Activity 1:
According to the restaurant article, how many tables does Rhythm Café have?
Activity 2:
Duplicate the portion of the restaurant article starting with "A customer might" and going on through "people I watch!".
Activity 3:
Go on with the restaurant article from the point at which it stops.

Reading passage:

---

Call Rhythm Café in West Palm Beach schlocky, and you'll get no argument from the proprietors. The place (3800 S. Dixie Hwy., West Palm Beach) is brimming with pop art, thrift store leftovers, books, Florida memorabilia, a disco ball, and, well, junk. But don't diss the food. Co-owner Dennis Williams, along with chef Ken Rzab and sous chef Kurt Kamm give the food a long, creative ride.

You have the cutest, coziest little restaurant.

Thanks. We're a very small place. We only have 12 tables and 15 bar seats —we opened in a space that used to be an old drugstore so we kept the lunch counter and made that into the bar. We only have three wait staff.

How long have you been around?

Twenty years. My partner and I each graduated from the Culinary Institute of America — they call it the Harvard of cooking schools — and worked for the original owner; then he sold it to us 15 years ago. We make everything ourselves — from the bread to all the entrees. Sauces, dressings, desserts. Even ice cream. The menu changes frequently. We have five favorite entrees that are always on there — like pan-seared duck, Key lime chicken, crab cakes. Then we'll do things like duck risotto or pork schnitzel. We call it "creative homestyle food" — it's creative, but the elements are things people recognize.

How do you get your inspiration?

A customer might make a suggestion. Wait staff might put in their two cents. We might be at the computer and say, "Hmm, we're getting salmon tomorrow, and someone will shout, 'Hey, let's try this kind of sauce.' "

So, with the kitschy décor, you must have some favorite B movies.

I love Strictly Ballroom. It's an Australian film — so campy and funny. I've been taking ballroom dance lessons for a year and a half. Then there's The Sound of Music —not really a B-movie, but it's one of those things I don't really tell people I watch!

Courtesy of Hot Dog Heaven

On June 19, 2008, Barry Star will celebrate his 30th year in business as owner of Hot Dog Heaven, the iconic Fort Lauderdale sandwich stand on Sunrise Boulevard. A Chicago native, Star speaks passionately about his food of choice. He'll tell you about the hot dog's humble days as a Depression-era snack or why neon relish producers switched over to vegetable dye instead of the chemical stuff (Chicago's waterways were turning an unnatural, albeit delicious color). It's Star's obsession with franks that has kept his store turning them out for all these years, even while his competitors have slowly disappeared.

---

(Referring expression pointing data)
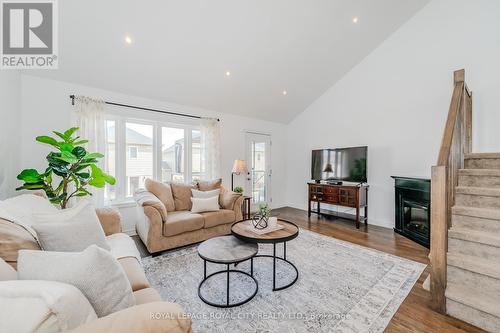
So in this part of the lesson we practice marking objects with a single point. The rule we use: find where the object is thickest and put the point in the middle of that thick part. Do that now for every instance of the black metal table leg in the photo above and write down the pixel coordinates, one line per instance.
(274, 266)
(227, 296)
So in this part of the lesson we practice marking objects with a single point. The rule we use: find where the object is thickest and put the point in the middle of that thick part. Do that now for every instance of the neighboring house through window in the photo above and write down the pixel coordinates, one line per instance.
(138, 149)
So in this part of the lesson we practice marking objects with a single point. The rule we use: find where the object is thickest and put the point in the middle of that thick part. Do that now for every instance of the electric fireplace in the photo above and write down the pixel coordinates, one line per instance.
(413, 209)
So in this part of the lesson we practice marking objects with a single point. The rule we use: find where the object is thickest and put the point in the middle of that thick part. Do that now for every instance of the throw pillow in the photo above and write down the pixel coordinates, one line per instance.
(182, 195)
(205, 194)
(6, 271)
(161, 191)
(95, 272)
(42, 306)
(201, 205)
(145, 198)
(20, 209)
(208, 185)
(70, 230)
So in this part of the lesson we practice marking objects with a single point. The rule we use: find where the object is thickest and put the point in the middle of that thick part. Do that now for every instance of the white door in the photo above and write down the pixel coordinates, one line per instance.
(258, 156)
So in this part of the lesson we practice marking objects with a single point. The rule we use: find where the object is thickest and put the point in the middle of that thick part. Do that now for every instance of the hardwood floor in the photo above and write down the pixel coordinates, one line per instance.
(415, 313)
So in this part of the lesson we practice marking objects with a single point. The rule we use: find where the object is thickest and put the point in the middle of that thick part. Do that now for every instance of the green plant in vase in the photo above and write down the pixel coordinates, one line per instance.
(71, 170)
(261, 218)
(264, 210)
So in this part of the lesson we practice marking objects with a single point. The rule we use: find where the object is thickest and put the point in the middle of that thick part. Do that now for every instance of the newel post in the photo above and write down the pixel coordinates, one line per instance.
(439, 237)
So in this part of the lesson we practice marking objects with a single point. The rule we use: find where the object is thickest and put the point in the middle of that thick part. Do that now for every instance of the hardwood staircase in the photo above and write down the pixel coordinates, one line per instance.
(465, 221)
(473, 259)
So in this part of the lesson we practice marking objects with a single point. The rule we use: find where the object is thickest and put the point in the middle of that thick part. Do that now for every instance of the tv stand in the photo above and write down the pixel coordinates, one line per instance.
(353, 196)
(334, 182)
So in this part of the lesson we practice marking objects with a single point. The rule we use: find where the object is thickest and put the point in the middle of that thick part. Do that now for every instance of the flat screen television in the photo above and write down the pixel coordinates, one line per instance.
(341, 164)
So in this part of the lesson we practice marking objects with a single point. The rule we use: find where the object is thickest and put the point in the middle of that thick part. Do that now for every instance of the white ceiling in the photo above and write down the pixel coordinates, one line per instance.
(182, 48)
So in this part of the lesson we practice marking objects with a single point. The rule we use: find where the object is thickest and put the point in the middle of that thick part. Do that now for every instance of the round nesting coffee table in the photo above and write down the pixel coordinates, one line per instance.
(226, 250)
(243, 230)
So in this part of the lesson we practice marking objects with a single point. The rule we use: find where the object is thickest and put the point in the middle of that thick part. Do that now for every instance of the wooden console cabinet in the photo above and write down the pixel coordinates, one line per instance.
(353, 196)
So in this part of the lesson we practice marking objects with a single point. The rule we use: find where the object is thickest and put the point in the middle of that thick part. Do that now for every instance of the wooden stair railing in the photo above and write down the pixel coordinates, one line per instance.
(457, 141)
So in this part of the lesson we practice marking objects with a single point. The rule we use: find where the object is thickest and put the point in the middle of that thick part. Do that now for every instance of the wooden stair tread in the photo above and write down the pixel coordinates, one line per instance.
(474, 236)
(479, 172)
(484, 191)
(482, 302)
(485, 213)
(481, 156)
(474, 264)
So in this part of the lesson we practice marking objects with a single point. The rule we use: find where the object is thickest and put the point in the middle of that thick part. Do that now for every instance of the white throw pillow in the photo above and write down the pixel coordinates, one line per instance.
(95, 272)
(70, 230)
(42, 306)
(205, 194)
(201, 205)
(21, 209)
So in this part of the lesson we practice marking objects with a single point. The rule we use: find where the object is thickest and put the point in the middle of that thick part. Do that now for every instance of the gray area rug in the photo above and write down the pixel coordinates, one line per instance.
(342, 287)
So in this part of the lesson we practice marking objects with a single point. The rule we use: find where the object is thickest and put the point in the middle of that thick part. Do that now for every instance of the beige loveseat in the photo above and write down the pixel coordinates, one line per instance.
(167, 221)
(13, 238)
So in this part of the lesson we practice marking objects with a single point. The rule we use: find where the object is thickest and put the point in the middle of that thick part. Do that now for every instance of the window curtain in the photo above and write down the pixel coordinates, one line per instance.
(91, 123)
(210, 148)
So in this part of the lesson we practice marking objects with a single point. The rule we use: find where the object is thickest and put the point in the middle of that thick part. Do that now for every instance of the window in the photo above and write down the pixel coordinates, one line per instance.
(172, 152)
(139, 163)
(138, 149)
(197, 165)
(132, 152)
(110, 191)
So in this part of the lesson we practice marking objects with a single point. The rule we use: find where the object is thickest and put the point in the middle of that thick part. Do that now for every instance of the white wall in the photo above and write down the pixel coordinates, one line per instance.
(396, 100)
(10, 108)
(46, 107)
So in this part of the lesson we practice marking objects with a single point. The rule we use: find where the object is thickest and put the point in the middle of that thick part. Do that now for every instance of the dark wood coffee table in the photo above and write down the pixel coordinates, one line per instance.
(289, 232)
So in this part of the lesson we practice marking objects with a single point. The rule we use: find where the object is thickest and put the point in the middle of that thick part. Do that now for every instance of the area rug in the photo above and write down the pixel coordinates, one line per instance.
(342, 287)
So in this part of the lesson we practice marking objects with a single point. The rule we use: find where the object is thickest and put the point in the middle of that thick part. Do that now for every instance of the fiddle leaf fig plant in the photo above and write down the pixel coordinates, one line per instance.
(70, 171)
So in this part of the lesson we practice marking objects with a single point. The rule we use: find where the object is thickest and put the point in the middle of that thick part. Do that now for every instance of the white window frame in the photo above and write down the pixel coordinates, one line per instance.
(136, 152)
(121, 151)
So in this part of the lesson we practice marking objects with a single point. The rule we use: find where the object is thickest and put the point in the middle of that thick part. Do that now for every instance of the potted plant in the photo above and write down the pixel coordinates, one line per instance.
(261, 218)
(71, 169)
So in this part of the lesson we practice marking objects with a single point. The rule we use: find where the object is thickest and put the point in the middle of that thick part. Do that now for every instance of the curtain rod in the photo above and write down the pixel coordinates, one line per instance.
(72, 97)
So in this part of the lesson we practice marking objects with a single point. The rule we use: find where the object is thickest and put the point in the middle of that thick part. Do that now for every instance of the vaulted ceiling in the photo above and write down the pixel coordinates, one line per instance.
(181, 50)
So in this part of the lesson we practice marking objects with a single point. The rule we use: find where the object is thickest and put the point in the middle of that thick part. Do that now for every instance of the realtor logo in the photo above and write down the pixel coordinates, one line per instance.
(29, 34)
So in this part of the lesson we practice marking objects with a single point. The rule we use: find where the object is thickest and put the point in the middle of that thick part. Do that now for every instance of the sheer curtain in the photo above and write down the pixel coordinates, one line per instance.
(210, 148)
(91, 123)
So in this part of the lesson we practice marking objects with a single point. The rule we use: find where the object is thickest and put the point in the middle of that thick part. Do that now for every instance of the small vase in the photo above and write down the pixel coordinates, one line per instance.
(260, 221)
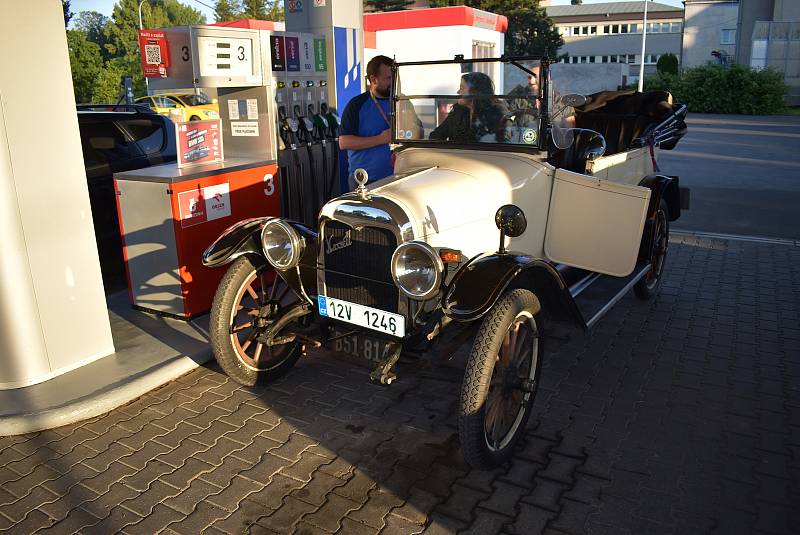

---

Exercise response 1:
Rhythm Café has 12 tables.

Exercise response 2:
A customer might make a suggestion. Wait staff might put in their two cents. We might be at the computer and say, "Hmm, we're getting salmon tomorrow, and someone will shout, 'Hey, let's try this kind of sauce.' "

So, with the kitschy décor, you must have some favorite B movies.

I love Strictly Ballroom. It's an Australian film — so campy and funny. I've been taking ballroom dance lessons for a year and a half. Then there's The Sound of Music —not really a B-movie, but it's one of those things I don't really tell people I watch!

Exercise response 3:
NT: How do you do it, Barry?

I have a simple philosophy of not being too imaginative and creative. I'm a dinosaur. We don't have a microwave oven or even a holding table. It's like a flashback to when you were young and rode your bike to a place and they cooked it right in front of you. The guys in Chicago are now trying to compete with fast food and the quality is worsening. I'd rather raise the price and give you what you came in for than lower it and make an inferior dog. I want to keep making them how I had them when I was a kid; that will never change.

What's your best-selling dog?

Definitely the Chicago dog. I just had some kids come in here this weekend and buy some twice in one day. They said they were from out of town and they just needed to have another one before they left. That's why I do it.

What do you eat when you're not eating franks?

Junk food! My father was a route dispenser, and he used to fill the vending machines in Chicago. So I would hang out with him and go to the Cubs games and distribute Snickers bars and stuff. But I eat good, my blood pressure's good, and I work out. I guess I have good genes, too.

Who would win in a fight: The giant, Chicago-stomping hot dog seen in posters, or Godzilla?

Oh, Godzilla would win; he'd eat the hot dog. It's just his size.